**Exercise 1:**
Translate this sentence from the film review into Spanish: "Brad (The Iron Giant) Bird’s masterpiece is quite possibly one of the greatest superhero movies ever made – it’s certainly the best Fantastic Four movie ever made (a point I’ve most certainly belaboured elsewhere on this site) – and it’s actually my favourite Pixar movie ever made so it’s ticking a lot of boxes to be sure."
**Exercise 2:**
Write what comes next in the film review, starting after its last sentence.

**Passage for review:**
_ _ _ _

Brad (The Iron Giant) Bird’s masterpiece is quite possibly one of the greatest superhero movies ever made – it’s certainly the best Fantastic Four movie ever made (a point I’ve most certainly belaboured elsewhere on this site) – and it’s actually my favourite Pixar movie ever made so it’s ticking a lot of boxes to be sure. The reason that it works so well is that it stands as one of mature works of children’s entertainment in recent times, bringing more adult themes into a genre known for sugar coating the more thornier issues that exist, like raising a family and earning a wage despite not liking your job – Hell, this movie even has a bodycount! –
the film astound with how well it tackles the concept of soul sucking, daily drudgery with Bob’s mountainous frame constantly crushed into little (affordable) cars and cubicles or perched on tiny chairs virtually everyday of his working life with tiny sparks of heroism escaping every so often. The scene where he helps a little old lady negotiate the maze-like red tape of the insurance firm he works for is a work of subtle genius you don’t usually in kid’s films, but it’s a perfect example of the mature/kid humor tightrope the film walks with unerring confidence. In fact the film flirts with adult concepts like mid-life crisis and depression incredibly frequently (it nails the plus-sized superhero concept way before “Bro Thor” showed his girth in Avengers: Endgame) yet telling is never mean spirited or cruel. Take Violet for example, shy, awkward and totally at odds with her abilities the film never takes it a step too far and has her bullied like other movies undoubtedly would because it recognizes that some people are naturally withdrawn just as some people (like the mischievous Dash) like to play to a crowd.

_ _ _ _

[Records from a data source]
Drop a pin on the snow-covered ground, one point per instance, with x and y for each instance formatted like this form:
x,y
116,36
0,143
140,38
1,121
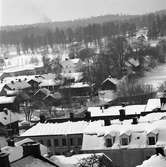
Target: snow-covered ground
x,y
155,77
154,161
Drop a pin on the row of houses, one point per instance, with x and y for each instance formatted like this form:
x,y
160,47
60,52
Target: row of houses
x,y
120,141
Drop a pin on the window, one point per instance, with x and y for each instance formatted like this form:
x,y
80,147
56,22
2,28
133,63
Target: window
x,y
49,143
79,141
56,142
64,142
151,140
124,141
109,142
41,141
71,141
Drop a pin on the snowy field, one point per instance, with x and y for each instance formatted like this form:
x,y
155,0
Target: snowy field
x,y
155,77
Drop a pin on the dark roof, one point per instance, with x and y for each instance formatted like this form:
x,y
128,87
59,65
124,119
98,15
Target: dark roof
x,y
44,91
32,161
18,85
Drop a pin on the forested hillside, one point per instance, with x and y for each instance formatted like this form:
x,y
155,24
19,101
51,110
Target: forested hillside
x,y
84,30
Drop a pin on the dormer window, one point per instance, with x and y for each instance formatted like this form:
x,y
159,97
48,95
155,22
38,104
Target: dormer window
x,y
152,138
109,140
125,139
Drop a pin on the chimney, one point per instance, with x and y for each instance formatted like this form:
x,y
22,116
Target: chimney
x,y
71,115
87,115
11,142
122,114
4,159
135,121
31,148
101,108
42,118
107,122
160,150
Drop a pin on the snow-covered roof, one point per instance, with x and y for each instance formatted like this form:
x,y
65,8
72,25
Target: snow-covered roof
x,y
93,139
154,161
77,76
78,85
16,152
8,117
113,80
6,100
153,104
49,82
72,161
56,129
134,62
114,110
76,60
152,117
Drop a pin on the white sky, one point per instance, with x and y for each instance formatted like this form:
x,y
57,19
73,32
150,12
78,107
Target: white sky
x,y
32,11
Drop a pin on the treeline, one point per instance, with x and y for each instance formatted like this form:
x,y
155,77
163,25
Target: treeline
x,y
35,37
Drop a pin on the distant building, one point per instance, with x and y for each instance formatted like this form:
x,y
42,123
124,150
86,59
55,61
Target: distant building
x,y
71,66
9,121
60,138
25,153
125,144
108,89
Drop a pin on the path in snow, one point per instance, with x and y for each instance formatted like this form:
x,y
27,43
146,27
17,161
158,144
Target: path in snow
x,y
156,76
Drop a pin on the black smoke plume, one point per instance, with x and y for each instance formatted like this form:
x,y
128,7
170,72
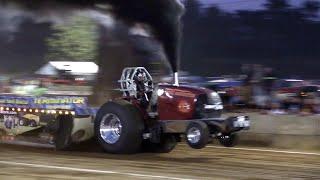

_ _ _ _

**Written response 1:**
La obra maestra de Brad (The Iron Giant) Bird es muy posiblemente una de las mejores películas de superhéroes jamás hechas – sin duda es la mejor película de los Cuatro Fantásticos jamás hecha (algo en lo que sin duda ya he insistido bastante en otra parte de este sitio) – y de hecho es mi película favorita de Pixar, así que sin duda cumple muchos requisitos.

**Written response 2:**
Luckily, when not tugging at the loose threads of the sweater of depression, The Incredibles also manages to be a rollicking superhero/spy/comedy flick that surges along with unflagging stamina as composer Michael Giacchino’s 60’s Bond inspired themes propels the movie ever higher. The action set pieces are fast and witty but it’s the comedy beats that REALLY hit the sweet spot with Brad Bird’s vocals frequently stealing the show as fashion designer Edna Mode, an obstinate fashionista cum quartermaster with a hilarious distaste for the lack of practicality that some superhero costumes provide (“NO CAPES!”).
They say a hero is only as good as it’s villain and that adage still rings true here where the featured side-villains are mostly a clutch of witty puns, such as the Gallic, explosive-slinging Bomb Voyage or the subterranean, mole-like Underminer, whereas the movie’s big bad – a tech savvy, arrogant ginge named Syndrome – is crisp, well thought out and played with a self important whine by Jason Lee who is joined by a rich voice cast headed by Craig T. Nelson and Holly Hunter.
The only negative thing I can think of to say about The Incredibles is that it feel’s over far too soon with Jack-Jack’s burgeoning God-like abilities only tantalisingly scratched upon (Incredibles 2 aside, those wanting an extra fix of uncontrollable super-baby need look no further that the short film “Jack-Jack Attack” which concerns the run-in a traumatized babysitter has with the babbling yet potentially lethal child).

A genuine turning of the corner for it’s history making studio and a stepping stone to it’s director giving us the deliriously fun fourth Mission: Impossible installment, The Incredibles unsurprisingly does exactly what it says on the tin: Be incredible.